| Requirements |
**1.** In the timeline of women in London gardening below, why did John Claudius Loudon call Louisa Lawrence's garden in Drayton Green the most remarkable of its size near London?
**2.** According to the timeline of women in London gardening below, how many public gardens in London did Fanny Rollo Wilkinson lay out?

| Excerpted text |
[BEGIN]

1840 Whilst living in Bayswater, Jane Loudon argues that women can dig, prune and design flower gardens just as well as men, in a series of illustrated books with titles such as Gardening for Ladies. A Blue Plaque in Porchester Terrace commemorates Jane and her husband John Claudius Loudon for their horticultural work, which ‘gave new beauty to London Squares’. The Ladies’ Companion to the Flower Garden is dedicated to Jane’s friend Louisa Lawrence, whose garden in Drayton Green, Ealing, is declared by John to be ‘unquestionably the most remarkable of its size in the neighbourhood of London on account of the great variety and beauty which has been created’. Lawrence wins numerous medals for her garden and is one of the first women members of the Royal Horticultural Society (RHS).
1878 Having won admission to the men-only Crystal Palace School of Landscape Gardening and Practical Horticulture, Fanny Rollo Wilkinson becomes the first female landscape gardener and lays out over seventy-five public gardens in London, including Meath Gardens in Bethnal Green and Myatt’s Fields in Camberwell for the Metropolitan Public Gardens Association (MPGA).
1896 Kew Gardens becomes Britain’s first national garden to appoint women gardeners – Annie Gulvin and Alice Hutchins. Both are graduates from Swanley Horticultural College, the first college to offer science-based horticultural studies to women,
heralding ‘a triumph of brains over brute’ by opening up a male-dominated trade to women.
1905 Dr Lilian Clarke becomes one of the first women Fellows of the Linnean Society. Clarke created the Botany Gardens at James Allen’s Girls’ School in Dulwich, which continue to be used by the school today for garden-based learning.
1914 The Voysey Garden in North Kensington opens, with an explosion of colour and form from more than a hundred flowering plants and shrubs in a central bed designed by Madeline Agar. Agar spends almost 25 years greening London’s streets, churchyards and garden squares for the MPGA. She also creates and teaches a Landscape Architecture course, where one of her pupils is Brenda Colvin; Colvin later works as Agar’s site assistant on the World War I memorial garden on Wimbledon Common, planting a grove of fifty oak trees in concentric rings around an austere stone cross.
1929 Colvin co-founds the Institute of Landscape Architects and later becomes its first woman President, closely followed by Sylvia Crowe. Agar, Colvin and Crowe are all celebrated as much for their writings on garden design as for their work.
1930 Selfridges’ roof garden opens in Oxford Street with a pergola, pools, lawn and sculptures designed by Marjorie Allen.

[END]

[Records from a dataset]
[BEGIN]

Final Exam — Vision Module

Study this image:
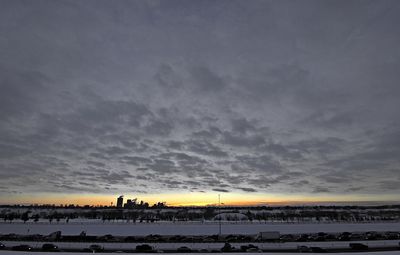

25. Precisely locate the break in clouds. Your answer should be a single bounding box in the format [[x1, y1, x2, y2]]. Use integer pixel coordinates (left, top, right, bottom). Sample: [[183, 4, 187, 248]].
[[0, 0, 400, 196]]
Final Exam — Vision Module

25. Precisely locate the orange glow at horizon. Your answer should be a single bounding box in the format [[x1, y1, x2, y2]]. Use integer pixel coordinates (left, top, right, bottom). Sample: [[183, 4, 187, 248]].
[[0, 192, 398, 206]]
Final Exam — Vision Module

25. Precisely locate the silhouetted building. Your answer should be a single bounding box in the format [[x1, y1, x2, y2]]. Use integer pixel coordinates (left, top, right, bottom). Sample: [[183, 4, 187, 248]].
[[117, 196, 124, 208], [124, 198, 137, 208]]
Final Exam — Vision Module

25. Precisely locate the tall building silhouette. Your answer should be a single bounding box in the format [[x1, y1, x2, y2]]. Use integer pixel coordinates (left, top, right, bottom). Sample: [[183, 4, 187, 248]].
[[117, 196, 124, 208]]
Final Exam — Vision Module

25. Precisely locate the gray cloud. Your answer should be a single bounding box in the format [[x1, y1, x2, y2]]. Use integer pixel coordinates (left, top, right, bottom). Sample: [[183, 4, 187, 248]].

[END]

| Task-by-task solutions |
**1.** He called it that because of the great variety and beauty that had been created in it.

**2.** Over seventy-five.